=== Directives ===
1 - According to the post about s6 base images, which script should be converted from bash to execline?
2 - Carry on the post about s6 base images from its final sentence.

=== Selection ===
***
Whoever ends up to document that and blogs about it will ultimately
decide how such features are finally explained to a general public
audience. There is other kinds of work to be done before that time
comes.

Thanks to Gorak's image being a central place of development. May I
please suggest how we can proceed to implement discussed work. And
split it up into smaller pieces. Possible tasks:

* Convert Gorak's current "/init" script from bash --> execline
* Testing on Gorak's ubuntu base image

* Add support for spawning the argv[], for cmd and entry point.
* Testing on Gorak's ubuntu base image

* Create new base image for Alpine (thanks for mentioning it earlier John)
* Possibly create other base image(s). e.g. debian, arch, busy box and so on.
* Test them, refine them.

* Document the new set of s6 base images
* Blog about them
* Inform the fusion people we have created a successor
* Inform 1(+) member(s) of Docker Inc to make them aware of new s6-images.

To be clear - there is a lot of work being described ^^ there. No idea
and I don't mind who of us does which ones.

* The steps can be done in whatever order (apart from the first 3 steps)...
* It seems like a lot of work for any 1 individual to do everything.
* Hopefully as a group effort we don't end up duplicating pieces work.

I am happy to help (if I can), but at the same time I don't want to
dictate to others, or take control over it. I have no previous
experience of any execline, alpine, or s6 yet. But am happy to learn,
start using them.
***
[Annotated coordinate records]

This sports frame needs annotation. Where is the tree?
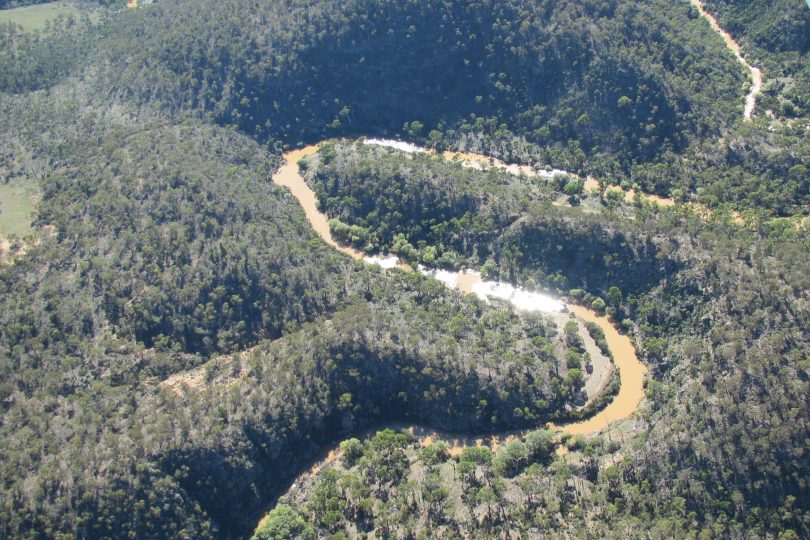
[253,504,315,540]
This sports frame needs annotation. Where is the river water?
[273,139,646,440]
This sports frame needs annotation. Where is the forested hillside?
[0,0,810,538]
[268,138,810,536]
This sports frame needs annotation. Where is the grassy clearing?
[0,2,80,31]
[0,179,38,237]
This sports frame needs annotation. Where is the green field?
[0,2,80,30]
[0,179,38,237]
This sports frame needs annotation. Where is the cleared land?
[0,2,80,31]
[0,179,39,237]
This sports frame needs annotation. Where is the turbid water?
[259,140,647,526]
[273,141,646,438]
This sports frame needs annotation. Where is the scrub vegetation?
[0,0,810,538]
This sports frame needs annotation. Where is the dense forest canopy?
[0,0,810,538]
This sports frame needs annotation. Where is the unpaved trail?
[689,0,763,120]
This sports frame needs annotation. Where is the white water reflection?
[363,255,399,269]
[363,139,427,153]
[419,264,565,313]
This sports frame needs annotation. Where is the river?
[273,141,646,442]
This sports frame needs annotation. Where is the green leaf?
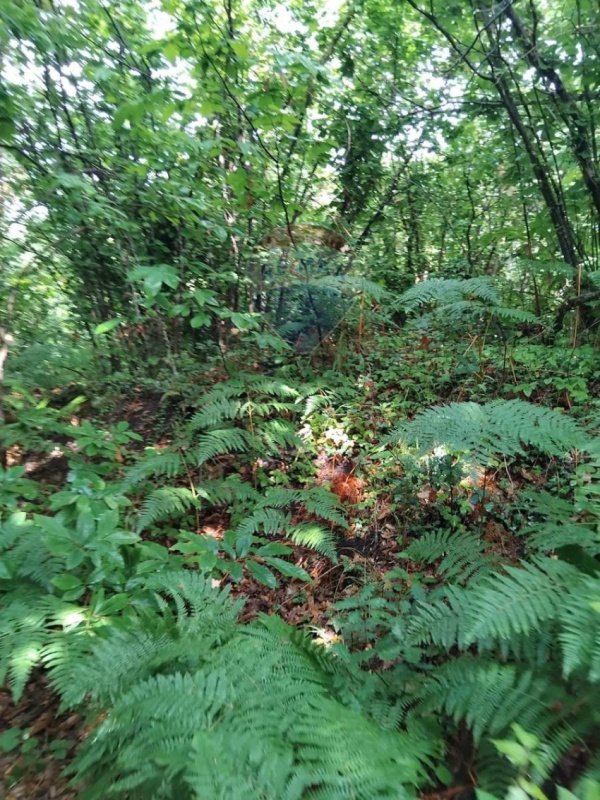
[230,39,250,58]
[190,313,210,328]
[94,319,123,336]
[0,728,23,753]
[163,42,179,64]
[50,572,82,592]
[246,561,278,589]
[264,556,312,583]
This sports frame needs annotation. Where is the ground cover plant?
[0,0,600,800]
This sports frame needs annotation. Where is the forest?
[0,0,600,800]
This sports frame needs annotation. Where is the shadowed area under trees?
[0,0,600,800]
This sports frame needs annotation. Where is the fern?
[417,655,552,742]
[559,577,600,683]
[137,487,198,533]
[402,530,494,583]
[399,278,500,310]
[388,400,591,464]
[68,574,428,800]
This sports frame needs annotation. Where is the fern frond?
[558,577,600,683]
[403,530,494,583]
[387,399,591,463]
[461,557,578,648]
[417,655,552,742]
[288,522,337,563]
[125,450,185,485]
[136,486,198,533]
[195,428,258,466]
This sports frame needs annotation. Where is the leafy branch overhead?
[0,0,600,800]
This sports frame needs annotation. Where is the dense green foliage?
[0,0,600,800]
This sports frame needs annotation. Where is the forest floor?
[0,384,519,800]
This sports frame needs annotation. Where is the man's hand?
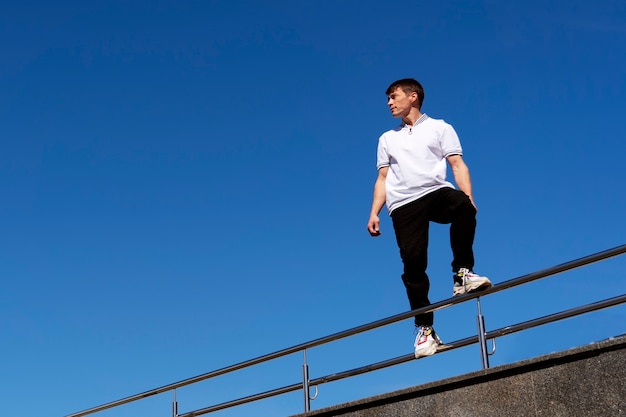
[367,215,380,237]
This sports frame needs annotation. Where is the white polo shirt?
[376,114,463,213]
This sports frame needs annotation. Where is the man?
[367,78,491,358]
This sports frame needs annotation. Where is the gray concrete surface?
[293,335,626,417]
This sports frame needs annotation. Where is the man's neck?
[402,107,422,126]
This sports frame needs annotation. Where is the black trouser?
[391,187,476,326]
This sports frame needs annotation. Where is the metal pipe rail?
[66,244,626,417]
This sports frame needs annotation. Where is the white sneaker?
[414,326,443,359]
[452,268,491,297]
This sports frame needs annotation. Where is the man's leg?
[391,199,434,326]
[430,188,476,272]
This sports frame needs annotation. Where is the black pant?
[391,187,476,326]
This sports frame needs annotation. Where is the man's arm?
[367,166,389,237]
[447,155,478,210]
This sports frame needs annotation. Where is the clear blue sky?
[0,0,626,417]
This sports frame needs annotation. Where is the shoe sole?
[415,343,439,359]
[452,281,492,297]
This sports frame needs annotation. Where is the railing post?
[302,349,311,413]
[476,297,489,369]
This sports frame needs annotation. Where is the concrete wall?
[298,336,626,417]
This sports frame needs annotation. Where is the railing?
[67,244,626,417]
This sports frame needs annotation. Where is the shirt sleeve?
[440,123,463,158]
[376,135,390,169]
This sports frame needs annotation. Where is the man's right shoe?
[414,326,443,359]
[452,268,491,297]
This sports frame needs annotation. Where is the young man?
[367,78,491,358]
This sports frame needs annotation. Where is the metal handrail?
[66,244,626,417]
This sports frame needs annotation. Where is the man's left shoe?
[452,268,491,297]
[414,326,443,359]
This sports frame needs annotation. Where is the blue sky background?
[0,0,626,417]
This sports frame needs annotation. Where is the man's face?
[387,87,417,117]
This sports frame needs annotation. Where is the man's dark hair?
[385,78,424,109]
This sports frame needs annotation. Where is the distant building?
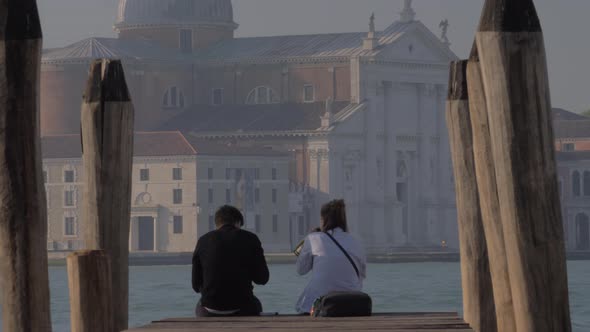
[557,151,590,250]
[41,0,458,252]
[553,109,590,251]
[42,132,292,252]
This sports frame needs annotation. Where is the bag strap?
[324,232,361,279]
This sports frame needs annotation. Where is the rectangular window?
[561,143,576,152]
[256,86,269,104]
[64,217,76,236]
[211,89,223,105]
[139,168,150,181]
[172,168,182,181]
[254,168,260,180]
[172,189,182,204]
[254,214,262,233]
[64,190,74,206]
[180,29,193,53]
[297,216,305,235]
[272,214,279,233]
[303,84,315,103]
[64,171,74,183]
[209,216,215,231]
[173,216,183,234]
[207,188,213,204]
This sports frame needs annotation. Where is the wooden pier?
[127,312,474,332]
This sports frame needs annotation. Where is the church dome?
[115,0,236,30]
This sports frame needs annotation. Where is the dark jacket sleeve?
[252,236,270,285]
[192,243,203,293]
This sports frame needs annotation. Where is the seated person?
[296,200,366,314]
[192,205,269,317]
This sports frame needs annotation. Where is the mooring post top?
[83,59,131,103]
[0,0,43,40]
[478,0,541,32]
[469,41,479,62]
[68,250,108,258]
[447,60,469,100]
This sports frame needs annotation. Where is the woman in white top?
[296,200,366,313]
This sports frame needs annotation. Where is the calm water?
[0,261,590,332]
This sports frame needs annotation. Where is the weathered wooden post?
[467,45,516,332]
[81,60,134,331]
[476,0,571,332]
[0,0,51,332]
[67,250,114,332]
[446,61,496,332]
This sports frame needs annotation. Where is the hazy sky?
[37,0,590,111]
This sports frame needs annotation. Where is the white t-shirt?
[296,228,367,313]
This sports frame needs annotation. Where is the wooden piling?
[67,250,115,332]
[0,0,51,332]
[467,45,516,332]
[476,0,571,332]
[446,61,496,332]
[81,60,134,331]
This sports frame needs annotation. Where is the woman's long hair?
[320,199,348,232]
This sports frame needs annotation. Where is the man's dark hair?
[215,205,244,227]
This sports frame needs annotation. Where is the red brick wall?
[195,64,350,104]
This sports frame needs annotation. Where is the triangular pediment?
[376,22,457,63]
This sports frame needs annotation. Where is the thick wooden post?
[476,0,571,332]
[467,45,516,332]
[67,250,114,332]
[446,61,496,332]
[0,0,51,332]
[81,60,134,331]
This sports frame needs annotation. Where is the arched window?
[584,171,590,196]
[576,213,590,250]
[572,171,581,196]
[246,86,280,105]
[162,86,184,108]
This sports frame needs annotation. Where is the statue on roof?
[400,0,416,23]
[438,19,451,45]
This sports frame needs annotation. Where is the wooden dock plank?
[128,313,473,332]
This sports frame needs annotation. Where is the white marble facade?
[309,31,458,252]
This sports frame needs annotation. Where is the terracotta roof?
[41,132,196,159]
[41,135,82,159]
[41,131,286,159]
[116,0,235,28]
[160,102,349,133]
[556,151,590,162]
[196,21,456,62]
[42,38,192,63]
[553,118,590,138]
[185,134,288,157]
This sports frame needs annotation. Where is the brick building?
[42,132,292,252]
[41,0,458,252]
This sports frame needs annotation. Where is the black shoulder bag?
[311,232,373,317]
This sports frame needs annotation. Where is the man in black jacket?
[192,205,269,317]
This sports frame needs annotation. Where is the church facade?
[41,0,458,253]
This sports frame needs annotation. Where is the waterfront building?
[41,0,458,252]
[42,132,291,253]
***
=== Solved tasks ===
1 - Gorak's current "/init" script.

2 -
Of course the proper channel ATM is to open issues and PR's on Gorak's
current s6-ubuntu base image. So we can open those fairly soon and
move discussion to there.

Another thing we don't need to worry about right now (but may become a
consideration later on):

* Once there are 2+ similar s6 images.
  * May be worth to consult Docker Inc employees about official / base
image builds on the hub.
  * May be worth to consult base image writers (of the base images we
are using) e.g. 'ubuntu' etc.

* Is a possibile to convert to github organisation to house multiple images
     * Can be helpful for others to grow support and other to come on
board later on who add new distros.
  * May be worth to ensure uniform behaviour of common s6 components
across different disto's s6 base images.
     * e.g. Central place of structured and consistent documentation
that covers all similar s6 base images together.

Again I'm not mandating that we need to do any of those things at all.
As it should not be anything of my decision whatsoever. But good idea
to keep those possibilities in mind when doing near-term work. "Try to
keep it general" basically.

For example:

I see a lot of good ideas in Gorak's base image about fixing APT. It
maybe that some of those great ideas can be fed back upstream to the
official ubuntu base image itself. Then (if they are receptive
upstream) it can later be removed from Gorak's s6-specific ubuntu base
image (being a child of that). Which generally improves the level
standardization, granularity (when people choose decide s6 or not),
etc.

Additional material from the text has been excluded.